■ EXTRACT TO READ
# cosmetologist lessons



## Sanne (Feb 17, 2007)

Hi everyone!!

I’m doing a cosmetologist course, and I want to benefit you all with the information I got there and the things I’ve learned.

In my first lesson I got some practical tips, some more obvious than others, that will help you become a better make-up artist:

Always wash you hands before you touch the model. 
Brushes need to be cleaned after each use. Use shampoo to do that. 
Use a spatula or spoon to scoop moisturizer or make-up out of the jar. 
Be gently with the models head, don’t lean on it or use force to turn it. 
Don’t blow the excess powder from a brush, but tap it on your hand. 
Don’t use spit to remove small stains, but get a cup of water before you start with the make-up. 
When you smoke cigarettes, make sure you have a mint or gum in your mouth before you start, same with you’ve been eating smelly foods. 
Cover the clothes with a towel, to prevent falling powder to make stains. 
Don’t test products with your fingers, they’ll become greasy and even unusable in the long run. 
 
Before you start with your make-up, make sure you have all the cosmetics ready in your work field, so you don’t have to grab into you makeup case while you’re busy. It will also look better to your model and boss. Make sure you’ll do this every time.

First thing to do before applying make-up is to clean the face. Use cleaning milk with a cotton pad first, and if needed eyemake-up remover. Do not use any greasy products; oil will decrease the quality and the lasting power of the make-up. After the milk, use a toner, again with a cotton pad. Then apply a moisturizer, and don’t ever forget this, or the make-up will look dry!

First we’ll analyze the face; look at irregularity’s, spots, scars, shadows etc. 
We’re going to start off with the base make-up, and the goal is to even the skin and tone down the shine.

Okay now let’s start with the makeup!
This the base makeup, this order is used everytime you're doing make-up on someone. Note: the amount of coverage is different for every occation, and in this case it's high coverage. This will look great on photo, but not so much IRL. 

· Step 1 
Remove shadows
· Step 2
Cover red spots and zits
· Step 3
Apply more color if necessary.

■ GIVEN DATA
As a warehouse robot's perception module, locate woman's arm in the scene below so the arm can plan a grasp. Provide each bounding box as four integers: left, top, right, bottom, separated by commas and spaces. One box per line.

■ PROBLEMS TO WORK ON
1. Transcribe the cosmetologist post word for word, from "Hi everyone!!" up to and including "on your hand.".
2. In the cosmetologist post, what product should be used to clean brushes after each use?
Nothing in the listing is needed here.

■ TASK RESPONSES
1.
Hi everyone!!

I’m doing a cosmetologist course, and I want to benefit you all with the information I got there and the things I’ve learned.

In my first lesson I got some practical tips, some more obvious than others, that will help you become a better make-up artist:

Always wash you hands before you touch the model. 
Brushes need to be cleaned after each use. Use shampoo to do that. 
Use a spatula or spoon to scoop moisturizer or make-up out of the jar. 
Be gently with the models head, don’t lean on it or use force to turn it. 
Don’t blow the excess powder from a brush, but tap it on your hand.

2. Shampoo.